## WHAT YOU SHOULD DO
Reproduce all of the following data verbatim, line for line.

## RECORDS
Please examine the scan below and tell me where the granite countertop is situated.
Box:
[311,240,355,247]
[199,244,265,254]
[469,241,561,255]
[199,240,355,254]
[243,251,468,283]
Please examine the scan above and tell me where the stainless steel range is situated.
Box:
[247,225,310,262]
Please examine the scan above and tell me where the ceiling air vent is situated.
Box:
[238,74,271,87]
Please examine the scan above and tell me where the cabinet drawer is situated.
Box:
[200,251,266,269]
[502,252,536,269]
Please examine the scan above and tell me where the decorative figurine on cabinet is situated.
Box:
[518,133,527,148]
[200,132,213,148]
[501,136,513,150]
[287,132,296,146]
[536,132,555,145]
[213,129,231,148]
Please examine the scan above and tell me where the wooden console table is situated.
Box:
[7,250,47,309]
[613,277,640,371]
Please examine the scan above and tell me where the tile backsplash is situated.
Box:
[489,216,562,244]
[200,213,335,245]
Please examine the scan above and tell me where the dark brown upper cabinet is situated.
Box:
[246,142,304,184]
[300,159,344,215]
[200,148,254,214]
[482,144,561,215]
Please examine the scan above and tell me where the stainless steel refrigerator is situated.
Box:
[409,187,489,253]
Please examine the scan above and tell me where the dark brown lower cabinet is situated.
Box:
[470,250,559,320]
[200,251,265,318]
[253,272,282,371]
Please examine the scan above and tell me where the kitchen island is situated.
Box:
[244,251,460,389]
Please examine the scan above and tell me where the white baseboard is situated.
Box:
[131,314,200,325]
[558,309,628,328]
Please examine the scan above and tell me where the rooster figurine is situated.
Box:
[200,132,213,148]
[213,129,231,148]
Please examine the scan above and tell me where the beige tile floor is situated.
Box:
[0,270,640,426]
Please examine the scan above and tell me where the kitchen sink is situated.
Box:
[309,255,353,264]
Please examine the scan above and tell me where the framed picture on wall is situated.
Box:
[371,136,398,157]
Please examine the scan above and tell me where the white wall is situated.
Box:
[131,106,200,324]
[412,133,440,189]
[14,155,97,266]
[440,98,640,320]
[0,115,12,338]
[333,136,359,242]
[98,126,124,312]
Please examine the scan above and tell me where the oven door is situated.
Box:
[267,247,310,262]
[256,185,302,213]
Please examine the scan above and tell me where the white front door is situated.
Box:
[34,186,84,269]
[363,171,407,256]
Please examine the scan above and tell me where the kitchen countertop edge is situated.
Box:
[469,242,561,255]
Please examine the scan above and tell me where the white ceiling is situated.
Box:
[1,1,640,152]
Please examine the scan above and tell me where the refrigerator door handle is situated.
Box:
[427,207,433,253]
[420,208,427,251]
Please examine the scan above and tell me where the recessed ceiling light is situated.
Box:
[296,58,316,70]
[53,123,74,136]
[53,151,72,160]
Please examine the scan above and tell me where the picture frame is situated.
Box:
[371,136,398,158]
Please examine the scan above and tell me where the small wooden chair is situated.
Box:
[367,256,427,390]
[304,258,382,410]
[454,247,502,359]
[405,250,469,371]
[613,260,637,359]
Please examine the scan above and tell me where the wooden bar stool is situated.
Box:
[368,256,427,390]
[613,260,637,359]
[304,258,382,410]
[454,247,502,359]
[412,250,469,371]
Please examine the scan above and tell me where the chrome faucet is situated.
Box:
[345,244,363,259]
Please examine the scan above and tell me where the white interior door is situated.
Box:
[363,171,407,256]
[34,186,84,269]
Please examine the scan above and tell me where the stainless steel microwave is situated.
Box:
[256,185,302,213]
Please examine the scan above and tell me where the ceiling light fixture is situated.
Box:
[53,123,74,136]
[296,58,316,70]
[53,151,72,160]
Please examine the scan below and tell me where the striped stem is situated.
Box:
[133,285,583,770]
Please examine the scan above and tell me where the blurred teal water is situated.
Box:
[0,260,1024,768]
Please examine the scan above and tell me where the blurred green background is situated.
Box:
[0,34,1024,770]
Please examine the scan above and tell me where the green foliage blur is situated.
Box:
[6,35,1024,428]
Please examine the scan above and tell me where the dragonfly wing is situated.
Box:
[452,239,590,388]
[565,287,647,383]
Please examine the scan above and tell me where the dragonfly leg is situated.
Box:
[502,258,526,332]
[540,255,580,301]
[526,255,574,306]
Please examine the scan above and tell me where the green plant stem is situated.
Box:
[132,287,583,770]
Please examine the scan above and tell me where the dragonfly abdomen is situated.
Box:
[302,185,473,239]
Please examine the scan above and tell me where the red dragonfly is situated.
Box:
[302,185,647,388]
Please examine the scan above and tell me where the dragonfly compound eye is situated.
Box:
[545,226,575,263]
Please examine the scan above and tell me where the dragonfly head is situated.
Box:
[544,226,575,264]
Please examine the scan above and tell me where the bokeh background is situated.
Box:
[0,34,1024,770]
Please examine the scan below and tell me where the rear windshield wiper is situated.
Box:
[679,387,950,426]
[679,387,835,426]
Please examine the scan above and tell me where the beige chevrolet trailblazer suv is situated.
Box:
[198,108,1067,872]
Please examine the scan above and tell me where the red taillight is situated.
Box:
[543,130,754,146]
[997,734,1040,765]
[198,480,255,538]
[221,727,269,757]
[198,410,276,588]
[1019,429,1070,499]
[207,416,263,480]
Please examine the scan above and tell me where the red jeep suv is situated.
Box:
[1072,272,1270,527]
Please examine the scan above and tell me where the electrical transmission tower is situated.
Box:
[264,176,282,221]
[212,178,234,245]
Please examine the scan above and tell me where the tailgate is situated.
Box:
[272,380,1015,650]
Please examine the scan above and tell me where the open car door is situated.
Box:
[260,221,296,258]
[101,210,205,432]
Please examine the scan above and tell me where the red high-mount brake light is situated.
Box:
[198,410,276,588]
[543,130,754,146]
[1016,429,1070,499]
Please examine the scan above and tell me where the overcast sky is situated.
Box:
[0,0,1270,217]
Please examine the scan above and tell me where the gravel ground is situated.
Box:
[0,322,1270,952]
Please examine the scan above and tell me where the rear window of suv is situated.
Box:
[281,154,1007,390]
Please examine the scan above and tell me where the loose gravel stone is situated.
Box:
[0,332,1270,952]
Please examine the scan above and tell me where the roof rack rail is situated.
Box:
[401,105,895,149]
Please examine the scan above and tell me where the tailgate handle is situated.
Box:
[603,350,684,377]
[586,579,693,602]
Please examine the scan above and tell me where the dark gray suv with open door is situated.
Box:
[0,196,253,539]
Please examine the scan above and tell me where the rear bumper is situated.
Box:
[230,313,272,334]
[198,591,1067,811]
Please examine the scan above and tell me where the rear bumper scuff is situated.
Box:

## REPLY TO THE TASK
Please examine the scan below and tell me where the granite countertop is situated.
Box:
[311,240,355,247]
[199,244,265,254]
[469,241,561,255]
[199,240,355,254]
[243,251,468,283]
Please examine the scan above and tell me where the stainless steel range is situated.
Box:
[247,225,310,262]
Please examine the scan above and tell me where the ceiling air vent is situated.
Box:
[238,74,271,87]
Please examine the scan above and tell me where the cabinet drawer is situated.
Box:
[200,251,266,269]
[502,252,536,269]
Please examine the scan above and tell me where the decorative figurine on cabinet is situated.
Box:
[518,133,527,148]
[200,132,213,148]
[501,136,513,150]
[287,132,296,146]
[536,132,555,145]
[213,129,231,148]
Please examine the scan above and tell me where the wooden console table is situated.
Box:
[7,250,47,309]
[613,277,640,371]
Please examine the scan above and tell me where the tile backsplash is situated.
Box:
[489,216,562,244]
[200,213,335,245]
Please examine the scan above and tell me where the dark brown upper cabinet is situated.
Box:
[246,142,304,184]
[300,159,344,215]
[200,148,254,214]
[482,144,561,215]
Please examine the scan above and tell me where the stainless steel refrigerator is situated.
Box:
[409,187,489,253]
Please examine the scan above and tell me where the dark brown lower cabinet is situated.
Box:
[470,250,559,320]
[200,251,265,318]
[253,272,282,371]
Please examine the scan above and tell me where the kitchen island is situated.
Box:
[244,251,460,389]
Please examine the scan above and tell me where the white baseboard is situated.
Box:
[131,314,200,325]
[558,309,628,328]
Please examine the scan above and tell me where the rooster figurine is situated.
Box:
[200,132,213,148]
[213,129,231,148]
Please examine the scan above and tell me where the beige tile floor is situated.
Box:
[0,270,640,426]
Please examine the scan above and tell me where the kitchen sink is situated.
Box:
[309,255,353,264]
Please examine the scan above and tell me where the framed picture on wall is situated.
Box:
[371,136,398,157]
Please examine the scan above and tell me where the white wall is situated.
Box:
[131,106,200,324]
[412,133,440,189]
[14,155,97,266]
[440,98,640,320]
[0,115,12,338]
[333,136,359,242]
[98,126,124,312]
Please examine the scan above and tell me where the oven door is situated.
Box:
[267,247,310,262]
[256,185,302,213]
Please examine the scan above and tell me where the white front door is situated.
Box:
[34,186,84,269]
[363,171,407,256]
Please examine the scan above and tell me where the kitchen countertop edge is situated.
Box:
[469,242,561,255]
Please examine the scan above and tell me where the white ceiling is situated.
Box:
[1,1,640,152]
Please examine the scan above and tell me where the refrigerator door handle is situated.
Box:
[427,207,433,253]
[420,208,427,251]
Please examine the scan above and tell me where the recessed ceiling light is situated.
Box:
[296,58,316,70]
[53,123,74,136]
[53,151,72,160]
Please examine the scan above and tell me where the picture frame is situated.
Box:
[371,136,398,158]
Please examine the scan above and tell me where the small wooden chair is situated.
Box:
[367,256,427,390]
[304,258,382,410]
[454,247,502,359]
[405,250,469,371]
[613,260,637,359]
Please examine the scan above and tell me where the wooden bar stool is situated.
Box:
[368,256,427,390]
[613,260,637,359]
[304,258,382,410]
[454,247,502,359]
[412,250,469,371]
Please examine the scan above and tell me where the chrome faucet is situated.
Box:
[345,244,363,259]
Please examine the scan above and tell me where the white interior door is situated.
Box:
[363,171,407,256]
[34,186,84,269]
Please examine the scan above and tell me where the stainless steel microwave is situated.
Box:
[256,185,302,213]
Please examine the scan above and tell me where the ceiling light fixture is situated.
Box:
[53,123,74,136]
[296,58,316,70]
[53,151,72,160]
Please examine the scan below and tell me where the striped stem is situated.
Box:
[133,285,583,770]
Please examine the scan above and tell me where the blurred teal water is situated.
Box:
[0,260,1024,768]
Please examine the scan above and tell me where the blurred green background is situated.
Box:
[0,34,1024,770]
Please examine the scan above and tell me where the green foliage blur is situated.
Box:
[6,35,1024,428]
Please examine the scan above and tell me where the dragonfly wing is situated.
Box:
[452,239,590,388]
[565,287,647,383]
Please examine the scan above and tell me where the dragonfly leg is situated.
Box:
[502,258,526,332]
[540,255,580,301]
[526,255,574,306]
Please examine the scan above and tell me where the green plant stem is situated.
Box:
[132,287,583,770]
Please examine the scan above and tell me where the dragonfly abdomen is situated.
Box:
[302,185,473,239]
Please examine the scan above and tell me where the red dragonfly is situated.
Box:
[302,185,647,388]
Please examine the scan above and tell me where the dragonfly compound eye is situated.
Box:
[545,226,575,263]
Please examine the scan above and tell me where the dragonfly head is situated.
Box:
[544,226,575,264]
Please examine the scan above and tell me where the bokeh background is situated.
Box:
[0,34,1024,770]
Please examine the scan below and tell me where the rear windshield wiper is situated.
Box:
[679,387,950,426]
[679,387,835,426]
Please examine the scan above and tell me where the beige chevrolet trailblazer suv is situated.
Box:
[198,108,1067,872]
Please examine the scan above and tell me where the red taillight is situated.
Box:
[543,130,754,146]
[997,734,1040,765]
[198,480,255,538]
[221,727,269,757]
[198,410,276,588]
[1019,429,1070,499]
[207,416,263,480]
Please examine the scan above and tell me where the red jeep suv is situated.
Box:
[1072,272,1270,527]
Please examine the scan above and tell me where the electrical transmission tower is situated.
Box:
[264,176,282,221]
[212,178,234,245]
Please examine the scan above and tell me where the tailgate is situated.
Box:
[272,380,1015,650]
Please examine the scan above and tell me where the open car door is situated.
Box:
[260,221,296,258]
[101,210,205,432]
Please examine the scan above and tell me where the red high-mount brake light is situated.
Box:
[198,410,276,588]
[543,130,754,146]
[1016,429,1070,499]
Please examine the scan above and tell me where the overcast sky is situated.
Box:
[0,0,1270,217]
Please examine the scan above and tell me where the gravel ground is situated.
Box:
[0,322,1270,952]
Please examine the scan above and tell me where the rear window of suv is situated.
Box:
[281,154,1007,390]
Please examine the scan above and tell me where the loose gravel stone is situated.
Box:
[0,332,1270,952]
Please examine the scan above and tell me where the roof rack rail is situated.
Box:
[401,105,895,149]
Please examine the scan above and tell me where the tailgate handle is situated.
Box:
[603,350,684,377]
[586,579,693,602]
Please examine the scan above and tell me where the dark gray suv with open door is situated.
Box:
[0,196,253,539]
Please examine the scan above and tell me where the rear bumper is situated.
Box:
[230,313,272,334]
[198,591,1067,811]
Please examine the scan above and tell me where the rear bumper scuff is situated.
Box:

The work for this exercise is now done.